» **Extract to read**
Written and first recorded by Merle Travis (1946).
Other hit versions by Johnny Desmond (US #17 1955),Tennessee Ernie Ford (US #1/C&W #1/UK #1 1955), Frankie Laine (UK #10 1956).
Also recorded by The Weavers (1955), B.B. “Blues Boy” King and His Orchestra (B-side 1956).

From the wiki: “‘Sixteen Tons’ was written in 1946 by Merle Travis about a coal miner, based on life in the coal mines of Muhlenberg County, Kentucky. First recorded in Hollywood, CA, in 1946, ‘Sixteen Tons’ was released in July 1947 by Capitol on Travis’s album Folk Songs of the Hills, widely regarded as one of Travis’ finest achievements. The album became a gold record.

» **Information provided**
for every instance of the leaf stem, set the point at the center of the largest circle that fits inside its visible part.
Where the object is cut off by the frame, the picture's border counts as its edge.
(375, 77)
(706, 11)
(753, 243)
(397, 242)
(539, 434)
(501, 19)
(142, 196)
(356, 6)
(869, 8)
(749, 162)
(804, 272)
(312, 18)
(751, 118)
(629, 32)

» **The problem**
Reproduce the notes on "Sixteen Tons" from the top of the page word for word, from start to finish.

» **Correct output**
Written and first recorded by Merle Travis (1946).
Other hit versions by Johnny Desmond (US #17 1955),Tennessee Ernie Ford (US #1/C&W #1/UK #1 1955), Frankie Laine (UK #10 1956).
Also recorded by The Weavers (1955), B.B. “Blues Boy” King and His Orchestra (B-side 1956).

From the wiki: “‘Sixteen Tons’ was written in 1946 by Merle Travis about a coal miner, based on life in the coal mines of Muhlenberg County, Kentucky. First recorded in Hollywood, CA, in 1946, ‘Sixteen Tons’ was released in July 1947 by Capitol on Travis’s album Folk Songs of the Hills, widely regarded as one of Travis’ finest achievements. The album became a gold record.